Start

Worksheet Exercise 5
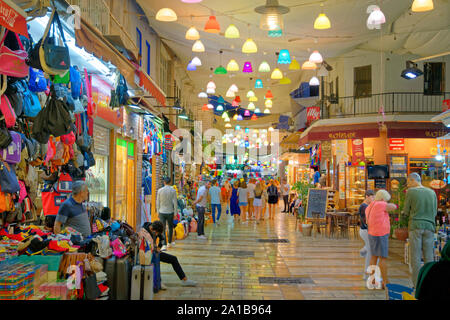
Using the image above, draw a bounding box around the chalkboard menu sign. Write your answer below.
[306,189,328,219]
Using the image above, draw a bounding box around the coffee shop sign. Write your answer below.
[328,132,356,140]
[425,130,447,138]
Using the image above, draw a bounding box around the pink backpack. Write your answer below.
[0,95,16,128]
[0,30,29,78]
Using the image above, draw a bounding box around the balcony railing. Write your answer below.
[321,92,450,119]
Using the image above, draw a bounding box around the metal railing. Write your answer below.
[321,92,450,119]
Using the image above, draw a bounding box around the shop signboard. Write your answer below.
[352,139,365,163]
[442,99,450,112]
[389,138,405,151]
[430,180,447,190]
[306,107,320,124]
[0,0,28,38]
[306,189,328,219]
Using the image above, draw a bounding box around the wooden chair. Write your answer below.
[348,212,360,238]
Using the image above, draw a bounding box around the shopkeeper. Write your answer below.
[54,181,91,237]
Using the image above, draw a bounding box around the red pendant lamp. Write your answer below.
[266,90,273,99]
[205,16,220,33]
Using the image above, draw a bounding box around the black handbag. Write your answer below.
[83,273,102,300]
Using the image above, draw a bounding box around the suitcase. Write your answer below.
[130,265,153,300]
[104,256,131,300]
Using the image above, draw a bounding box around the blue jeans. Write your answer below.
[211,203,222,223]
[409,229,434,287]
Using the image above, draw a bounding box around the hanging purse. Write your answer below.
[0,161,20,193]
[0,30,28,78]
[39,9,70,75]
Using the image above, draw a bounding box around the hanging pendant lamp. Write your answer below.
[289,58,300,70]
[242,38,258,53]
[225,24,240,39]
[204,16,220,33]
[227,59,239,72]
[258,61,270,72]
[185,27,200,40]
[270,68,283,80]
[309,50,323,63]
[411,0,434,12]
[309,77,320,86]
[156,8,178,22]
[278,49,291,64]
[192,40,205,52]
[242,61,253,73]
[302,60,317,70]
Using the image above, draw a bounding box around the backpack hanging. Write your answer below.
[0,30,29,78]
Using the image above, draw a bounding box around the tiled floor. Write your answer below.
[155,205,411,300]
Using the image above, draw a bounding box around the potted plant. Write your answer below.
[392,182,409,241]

End
Start

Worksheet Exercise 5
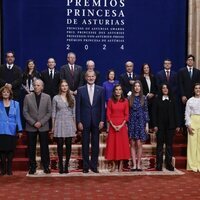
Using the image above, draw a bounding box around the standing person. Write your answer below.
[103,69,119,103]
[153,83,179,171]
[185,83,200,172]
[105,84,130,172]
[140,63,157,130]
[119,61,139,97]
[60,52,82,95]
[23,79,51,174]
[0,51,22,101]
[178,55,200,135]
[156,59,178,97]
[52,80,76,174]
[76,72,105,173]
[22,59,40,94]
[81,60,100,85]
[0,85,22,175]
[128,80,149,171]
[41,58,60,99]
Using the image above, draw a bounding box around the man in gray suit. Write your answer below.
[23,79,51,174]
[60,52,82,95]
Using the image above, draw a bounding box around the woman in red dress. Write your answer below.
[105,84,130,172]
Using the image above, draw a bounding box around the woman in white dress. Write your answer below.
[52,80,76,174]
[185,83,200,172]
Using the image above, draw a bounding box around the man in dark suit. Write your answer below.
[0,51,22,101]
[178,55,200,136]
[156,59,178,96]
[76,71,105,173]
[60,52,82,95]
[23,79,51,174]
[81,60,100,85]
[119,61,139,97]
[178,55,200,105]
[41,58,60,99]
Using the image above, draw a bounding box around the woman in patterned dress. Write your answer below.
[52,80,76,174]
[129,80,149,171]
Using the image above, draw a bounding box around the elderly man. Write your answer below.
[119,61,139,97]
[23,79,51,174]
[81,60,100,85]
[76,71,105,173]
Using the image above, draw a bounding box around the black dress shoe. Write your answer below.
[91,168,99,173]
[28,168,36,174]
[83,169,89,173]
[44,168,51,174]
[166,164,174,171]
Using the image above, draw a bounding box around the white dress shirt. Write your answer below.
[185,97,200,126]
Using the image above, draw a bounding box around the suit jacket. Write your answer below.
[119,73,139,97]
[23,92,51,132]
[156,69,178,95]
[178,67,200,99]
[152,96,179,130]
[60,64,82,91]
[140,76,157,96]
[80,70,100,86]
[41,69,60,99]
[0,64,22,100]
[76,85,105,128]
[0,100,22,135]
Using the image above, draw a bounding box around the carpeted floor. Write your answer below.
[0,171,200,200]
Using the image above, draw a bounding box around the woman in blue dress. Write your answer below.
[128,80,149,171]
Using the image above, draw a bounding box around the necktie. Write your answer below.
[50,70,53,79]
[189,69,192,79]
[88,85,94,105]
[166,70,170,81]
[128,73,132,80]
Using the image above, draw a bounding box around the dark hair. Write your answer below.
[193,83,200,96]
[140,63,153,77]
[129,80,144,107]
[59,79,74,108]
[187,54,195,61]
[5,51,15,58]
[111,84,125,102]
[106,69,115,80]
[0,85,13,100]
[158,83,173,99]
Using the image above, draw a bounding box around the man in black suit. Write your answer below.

End

From the listing above, select every line that contains the word "lamp", matching case exactly.

- [Response to this task]:
Using the image above, draw a bounding box around the red pendant lamp. Write your answer below.
Using the image above, draw a bounding box around the hanging pendant lamp. Write your answer below.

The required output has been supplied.